**Exercise instructions**: Write out, as a numbered list, everything in the material below from the line containing "Find the child in" down to the line containing "<point>187,331</point>", both included. Leave out blank lines.

[START]

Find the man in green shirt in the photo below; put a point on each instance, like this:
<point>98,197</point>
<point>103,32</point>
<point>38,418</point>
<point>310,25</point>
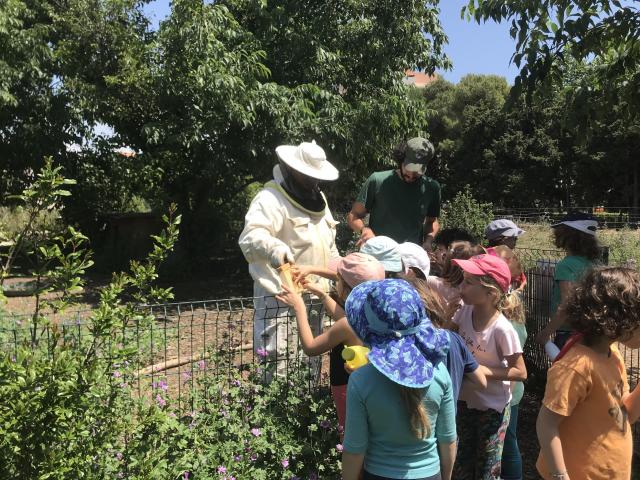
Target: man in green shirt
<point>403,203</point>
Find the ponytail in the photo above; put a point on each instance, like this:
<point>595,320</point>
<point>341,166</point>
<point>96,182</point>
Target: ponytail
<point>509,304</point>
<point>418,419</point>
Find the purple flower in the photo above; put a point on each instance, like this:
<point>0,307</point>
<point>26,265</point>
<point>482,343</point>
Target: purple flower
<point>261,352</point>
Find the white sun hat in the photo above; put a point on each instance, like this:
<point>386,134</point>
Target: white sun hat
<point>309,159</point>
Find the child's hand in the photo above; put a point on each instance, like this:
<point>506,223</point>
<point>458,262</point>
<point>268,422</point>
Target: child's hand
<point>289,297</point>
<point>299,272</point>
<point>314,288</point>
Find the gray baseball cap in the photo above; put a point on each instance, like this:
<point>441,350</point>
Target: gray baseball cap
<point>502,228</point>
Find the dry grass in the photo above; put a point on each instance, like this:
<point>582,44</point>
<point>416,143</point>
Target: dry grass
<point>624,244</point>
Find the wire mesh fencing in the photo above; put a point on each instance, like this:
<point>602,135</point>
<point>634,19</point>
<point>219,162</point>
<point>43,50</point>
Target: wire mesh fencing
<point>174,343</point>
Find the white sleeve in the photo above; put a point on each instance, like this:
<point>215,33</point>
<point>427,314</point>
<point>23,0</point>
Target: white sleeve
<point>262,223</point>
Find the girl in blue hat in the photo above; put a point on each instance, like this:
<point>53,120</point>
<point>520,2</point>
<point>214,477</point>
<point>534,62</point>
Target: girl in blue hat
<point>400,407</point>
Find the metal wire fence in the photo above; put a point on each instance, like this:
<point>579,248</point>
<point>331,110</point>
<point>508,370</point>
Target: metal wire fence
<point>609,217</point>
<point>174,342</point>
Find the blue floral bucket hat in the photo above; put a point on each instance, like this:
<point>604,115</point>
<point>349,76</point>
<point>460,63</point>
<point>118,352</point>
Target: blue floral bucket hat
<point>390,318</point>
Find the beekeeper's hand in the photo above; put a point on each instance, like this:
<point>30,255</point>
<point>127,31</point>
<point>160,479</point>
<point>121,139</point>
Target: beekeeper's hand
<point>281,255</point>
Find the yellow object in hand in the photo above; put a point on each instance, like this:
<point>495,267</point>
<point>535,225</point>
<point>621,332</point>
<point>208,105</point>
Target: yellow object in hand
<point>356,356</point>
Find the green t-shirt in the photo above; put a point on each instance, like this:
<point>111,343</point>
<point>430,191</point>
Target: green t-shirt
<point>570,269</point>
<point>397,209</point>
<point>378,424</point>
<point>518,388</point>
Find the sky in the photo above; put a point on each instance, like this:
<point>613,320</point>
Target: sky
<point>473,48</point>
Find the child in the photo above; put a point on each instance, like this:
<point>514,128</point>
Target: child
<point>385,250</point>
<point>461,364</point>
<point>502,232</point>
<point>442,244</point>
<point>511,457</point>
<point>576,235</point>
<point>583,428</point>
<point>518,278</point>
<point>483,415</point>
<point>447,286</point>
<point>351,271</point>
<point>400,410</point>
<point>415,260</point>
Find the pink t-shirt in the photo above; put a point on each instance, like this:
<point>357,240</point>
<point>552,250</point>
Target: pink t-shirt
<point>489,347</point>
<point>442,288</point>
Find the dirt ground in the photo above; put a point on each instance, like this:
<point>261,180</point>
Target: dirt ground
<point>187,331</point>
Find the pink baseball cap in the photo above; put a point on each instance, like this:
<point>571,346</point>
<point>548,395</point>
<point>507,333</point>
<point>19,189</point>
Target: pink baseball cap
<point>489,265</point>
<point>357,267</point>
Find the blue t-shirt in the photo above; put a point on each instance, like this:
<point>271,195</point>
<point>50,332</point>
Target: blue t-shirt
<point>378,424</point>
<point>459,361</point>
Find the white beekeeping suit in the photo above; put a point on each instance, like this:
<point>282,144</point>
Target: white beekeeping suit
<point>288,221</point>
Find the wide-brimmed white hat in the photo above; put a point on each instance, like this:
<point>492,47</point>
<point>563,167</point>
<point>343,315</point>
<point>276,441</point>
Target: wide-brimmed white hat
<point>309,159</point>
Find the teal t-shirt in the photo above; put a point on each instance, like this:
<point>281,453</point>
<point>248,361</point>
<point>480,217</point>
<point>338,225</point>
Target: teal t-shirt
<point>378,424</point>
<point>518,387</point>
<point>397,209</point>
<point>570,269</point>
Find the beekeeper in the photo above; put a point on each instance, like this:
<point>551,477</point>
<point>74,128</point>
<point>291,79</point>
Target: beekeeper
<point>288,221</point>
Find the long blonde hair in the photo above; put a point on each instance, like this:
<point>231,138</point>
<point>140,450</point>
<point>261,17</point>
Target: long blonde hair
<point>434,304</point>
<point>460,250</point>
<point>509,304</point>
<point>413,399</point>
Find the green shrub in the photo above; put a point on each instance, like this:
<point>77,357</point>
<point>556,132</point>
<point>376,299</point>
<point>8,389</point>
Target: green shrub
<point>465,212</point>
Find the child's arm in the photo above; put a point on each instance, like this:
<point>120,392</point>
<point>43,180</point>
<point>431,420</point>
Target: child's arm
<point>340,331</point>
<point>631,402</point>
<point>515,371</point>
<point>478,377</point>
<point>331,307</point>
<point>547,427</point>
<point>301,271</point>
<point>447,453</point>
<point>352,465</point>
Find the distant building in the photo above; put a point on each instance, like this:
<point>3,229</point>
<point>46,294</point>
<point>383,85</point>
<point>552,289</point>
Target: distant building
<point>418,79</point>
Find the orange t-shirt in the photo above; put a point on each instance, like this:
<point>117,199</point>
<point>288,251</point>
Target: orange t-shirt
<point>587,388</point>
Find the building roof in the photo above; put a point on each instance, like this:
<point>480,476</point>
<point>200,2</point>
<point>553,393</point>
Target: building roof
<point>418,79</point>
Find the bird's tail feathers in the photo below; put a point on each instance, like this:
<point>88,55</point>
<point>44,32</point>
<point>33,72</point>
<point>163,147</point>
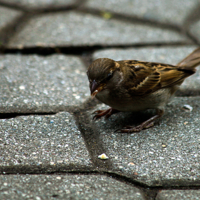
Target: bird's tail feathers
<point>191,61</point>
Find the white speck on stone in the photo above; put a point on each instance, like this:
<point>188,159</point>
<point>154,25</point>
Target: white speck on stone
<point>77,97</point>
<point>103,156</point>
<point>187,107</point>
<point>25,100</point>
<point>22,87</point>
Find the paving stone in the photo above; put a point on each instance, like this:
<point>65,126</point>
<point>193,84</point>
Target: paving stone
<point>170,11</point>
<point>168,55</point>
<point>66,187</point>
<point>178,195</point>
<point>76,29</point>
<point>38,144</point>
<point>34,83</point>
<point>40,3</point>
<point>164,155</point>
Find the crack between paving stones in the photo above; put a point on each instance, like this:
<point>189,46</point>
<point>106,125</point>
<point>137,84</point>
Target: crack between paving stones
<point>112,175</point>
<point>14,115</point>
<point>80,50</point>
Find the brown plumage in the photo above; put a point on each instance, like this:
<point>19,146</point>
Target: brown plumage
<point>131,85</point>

[END]

**Result for this task**:
1. Find the child in the photo above; put a point on each instance, like this:
2. <point>514,128</point>
3. Target: child
4. <point>385,250</point>
5. <point>461,364</point>
6. <point>502,232</point>
7. <point>442,244</point>
8. <point>511,457</point>
9. <point>576,235</point>
10. <point>583,428</point>
11. <point>518,278</point>
12. <point>483,415</point>
13. <point>447,286</point>
14. <point>351,271</point>
15. <point>400,410</point>
16. <point>415,260</point>
17. Find the pink t-shirt in the photo above; put a point on each instance, like this:
18. <point>357,240</point>
19. <point>552,250</point>
20. Target: pink t-shirt
21. <point>489,347</point>
22. <point>442,288</point>
23. Find the dirt ground in the photo above; put a point on each instance, like this:
24. <point>261,180</point>
25. Target: dirt ground
26. <point>187,331</point>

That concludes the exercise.